Brief:
Reproduce word for word the passage of the Namespaces 1.1 email that opens with the words containing "Re: Last call" and closes with "be the case.".

Page extract:
Re: Last call announcement for Namespaces 1.1

On Wednesday 11 September 2002 01:16 pm, Richard Whitcomb wrote:
> I don't agree that changes would be required to exc-c14n, but would like
> to hear more about why this would be the case.

I don't think this is the case either, but I'm not sure. My present 
understanding is all the specs would have to change anyway to normatively 
reference NS 1.1, and while I think I know what would have to be done, I'm 
content to have the denizens of the future be sure of the details! <smile/>

The example I'm thinking is:

<a xmlns="http://example.com/default"
    xmlns:foo="http://example.com/foo" foo:value="f">
    <b xmlns:foo="">
        <c/>
    </b>
</a>

Where the subset "c" is selected for canonicalization. Now of course, you 
couldn't use c14n or exc-c14n presently because xmlns:foo="" is an illegal 
NS 1.0 . But let's assume were making new versions for NS 1.1.

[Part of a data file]

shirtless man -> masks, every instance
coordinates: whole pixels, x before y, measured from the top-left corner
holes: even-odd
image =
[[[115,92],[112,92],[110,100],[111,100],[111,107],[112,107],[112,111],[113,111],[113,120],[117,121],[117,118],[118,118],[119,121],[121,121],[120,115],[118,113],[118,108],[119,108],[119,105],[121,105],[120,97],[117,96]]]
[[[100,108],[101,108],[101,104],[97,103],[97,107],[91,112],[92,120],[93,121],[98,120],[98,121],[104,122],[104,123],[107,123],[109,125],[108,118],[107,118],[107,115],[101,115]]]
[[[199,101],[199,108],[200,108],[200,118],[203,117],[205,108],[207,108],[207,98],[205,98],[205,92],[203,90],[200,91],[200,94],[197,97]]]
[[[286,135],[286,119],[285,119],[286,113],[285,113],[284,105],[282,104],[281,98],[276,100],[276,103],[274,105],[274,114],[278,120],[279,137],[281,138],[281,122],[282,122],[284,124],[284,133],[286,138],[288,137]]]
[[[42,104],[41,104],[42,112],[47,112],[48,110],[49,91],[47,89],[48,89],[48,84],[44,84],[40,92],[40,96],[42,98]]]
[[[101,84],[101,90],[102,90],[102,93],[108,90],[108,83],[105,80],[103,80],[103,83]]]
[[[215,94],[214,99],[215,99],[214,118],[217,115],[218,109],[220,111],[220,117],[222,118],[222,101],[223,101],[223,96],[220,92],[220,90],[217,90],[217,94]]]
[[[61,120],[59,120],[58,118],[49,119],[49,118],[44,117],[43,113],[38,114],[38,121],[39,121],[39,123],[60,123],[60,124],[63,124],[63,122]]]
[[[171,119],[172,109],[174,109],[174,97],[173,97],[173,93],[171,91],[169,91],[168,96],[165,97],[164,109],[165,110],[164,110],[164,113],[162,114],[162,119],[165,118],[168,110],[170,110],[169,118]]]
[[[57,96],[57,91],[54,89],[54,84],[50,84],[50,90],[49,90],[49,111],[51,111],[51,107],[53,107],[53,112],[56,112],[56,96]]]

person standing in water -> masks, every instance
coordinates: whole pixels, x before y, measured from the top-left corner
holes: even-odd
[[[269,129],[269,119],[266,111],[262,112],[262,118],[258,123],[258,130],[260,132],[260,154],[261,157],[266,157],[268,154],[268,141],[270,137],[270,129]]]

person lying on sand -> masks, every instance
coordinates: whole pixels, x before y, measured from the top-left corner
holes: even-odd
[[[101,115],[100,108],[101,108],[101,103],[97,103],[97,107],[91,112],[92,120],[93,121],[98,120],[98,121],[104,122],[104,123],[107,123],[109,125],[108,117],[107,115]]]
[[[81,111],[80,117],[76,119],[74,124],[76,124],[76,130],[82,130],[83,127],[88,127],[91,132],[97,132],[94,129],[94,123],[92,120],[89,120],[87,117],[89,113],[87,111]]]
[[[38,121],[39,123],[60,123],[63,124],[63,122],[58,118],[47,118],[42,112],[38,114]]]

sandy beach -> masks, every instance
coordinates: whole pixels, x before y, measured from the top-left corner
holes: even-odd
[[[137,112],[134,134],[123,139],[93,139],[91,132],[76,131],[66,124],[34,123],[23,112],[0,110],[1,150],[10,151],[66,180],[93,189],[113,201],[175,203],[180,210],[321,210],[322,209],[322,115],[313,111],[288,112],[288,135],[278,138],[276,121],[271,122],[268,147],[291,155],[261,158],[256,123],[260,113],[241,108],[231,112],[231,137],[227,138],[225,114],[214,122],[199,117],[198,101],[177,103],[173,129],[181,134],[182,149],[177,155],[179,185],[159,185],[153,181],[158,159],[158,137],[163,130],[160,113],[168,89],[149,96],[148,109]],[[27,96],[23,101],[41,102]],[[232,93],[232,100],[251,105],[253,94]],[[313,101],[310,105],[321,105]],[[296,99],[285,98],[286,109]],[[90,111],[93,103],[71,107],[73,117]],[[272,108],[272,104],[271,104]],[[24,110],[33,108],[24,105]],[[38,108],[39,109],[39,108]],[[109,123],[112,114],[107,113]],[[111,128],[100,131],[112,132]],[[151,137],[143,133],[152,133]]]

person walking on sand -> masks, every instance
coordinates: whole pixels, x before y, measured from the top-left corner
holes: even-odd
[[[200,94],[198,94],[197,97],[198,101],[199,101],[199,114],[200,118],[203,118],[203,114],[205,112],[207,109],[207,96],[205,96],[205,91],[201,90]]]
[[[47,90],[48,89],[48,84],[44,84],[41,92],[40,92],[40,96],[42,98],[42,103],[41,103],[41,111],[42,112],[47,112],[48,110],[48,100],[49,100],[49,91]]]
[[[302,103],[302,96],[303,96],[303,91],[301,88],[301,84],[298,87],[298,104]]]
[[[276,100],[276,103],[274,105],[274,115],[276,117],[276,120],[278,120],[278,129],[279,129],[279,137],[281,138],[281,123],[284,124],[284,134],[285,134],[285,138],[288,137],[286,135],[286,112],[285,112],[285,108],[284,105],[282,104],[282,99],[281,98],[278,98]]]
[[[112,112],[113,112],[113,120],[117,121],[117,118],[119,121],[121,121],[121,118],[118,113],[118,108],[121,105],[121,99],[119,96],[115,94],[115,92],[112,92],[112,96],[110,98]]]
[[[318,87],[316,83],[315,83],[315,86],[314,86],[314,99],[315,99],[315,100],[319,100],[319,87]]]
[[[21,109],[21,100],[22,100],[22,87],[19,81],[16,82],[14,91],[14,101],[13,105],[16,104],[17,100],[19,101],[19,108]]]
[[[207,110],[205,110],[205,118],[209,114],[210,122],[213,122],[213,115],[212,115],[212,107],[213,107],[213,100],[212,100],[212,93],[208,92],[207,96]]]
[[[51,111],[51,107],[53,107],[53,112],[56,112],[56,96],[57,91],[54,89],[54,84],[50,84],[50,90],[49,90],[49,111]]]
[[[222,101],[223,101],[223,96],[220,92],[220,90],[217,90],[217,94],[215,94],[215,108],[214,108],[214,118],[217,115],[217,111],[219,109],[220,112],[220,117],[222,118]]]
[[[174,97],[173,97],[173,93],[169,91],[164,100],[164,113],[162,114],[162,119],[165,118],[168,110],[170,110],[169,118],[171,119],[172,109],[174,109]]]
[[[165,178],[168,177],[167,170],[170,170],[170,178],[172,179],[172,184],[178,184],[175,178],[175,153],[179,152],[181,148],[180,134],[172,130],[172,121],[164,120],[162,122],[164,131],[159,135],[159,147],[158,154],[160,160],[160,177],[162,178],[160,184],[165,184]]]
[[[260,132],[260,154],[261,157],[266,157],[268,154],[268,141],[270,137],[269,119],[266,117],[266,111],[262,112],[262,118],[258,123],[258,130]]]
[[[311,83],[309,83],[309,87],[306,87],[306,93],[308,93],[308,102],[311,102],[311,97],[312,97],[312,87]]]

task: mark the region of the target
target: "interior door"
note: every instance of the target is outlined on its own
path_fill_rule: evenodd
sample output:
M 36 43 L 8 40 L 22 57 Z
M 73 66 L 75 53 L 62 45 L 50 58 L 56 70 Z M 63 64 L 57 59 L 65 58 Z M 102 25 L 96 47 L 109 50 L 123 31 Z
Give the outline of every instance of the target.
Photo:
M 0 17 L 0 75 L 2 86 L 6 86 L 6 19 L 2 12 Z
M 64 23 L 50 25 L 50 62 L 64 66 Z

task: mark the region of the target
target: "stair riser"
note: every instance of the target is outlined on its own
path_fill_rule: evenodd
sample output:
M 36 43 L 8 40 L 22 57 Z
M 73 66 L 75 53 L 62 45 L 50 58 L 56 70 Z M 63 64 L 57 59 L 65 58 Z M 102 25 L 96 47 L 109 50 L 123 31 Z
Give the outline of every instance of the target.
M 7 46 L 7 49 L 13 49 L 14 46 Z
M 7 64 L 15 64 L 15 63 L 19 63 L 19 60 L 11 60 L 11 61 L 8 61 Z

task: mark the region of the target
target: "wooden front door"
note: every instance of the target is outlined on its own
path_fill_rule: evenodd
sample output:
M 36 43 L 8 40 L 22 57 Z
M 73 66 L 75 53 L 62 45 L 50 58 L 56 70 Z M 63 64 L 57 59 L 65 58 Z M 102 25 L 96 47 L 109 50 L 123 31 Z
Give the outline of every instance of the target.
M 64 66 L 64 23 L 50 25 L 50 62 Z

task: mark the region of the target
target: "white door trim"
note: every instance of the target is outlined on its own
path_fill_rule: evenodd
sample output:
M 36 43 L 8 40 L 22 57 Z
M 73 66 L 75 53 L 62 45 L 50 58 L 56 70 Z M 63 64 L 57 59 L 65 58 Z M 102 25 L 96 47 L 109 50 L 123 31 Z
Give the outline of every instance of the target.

Result of the exercise:
Re: Last call announcement for Namespaces 1.1

On Wednesday 11 September 2002 01:16 pm, Richard Whitcomb wrote:
> I don't agree that changes would be required to exc-c14n, but would like
> to hear more about why this would be the case.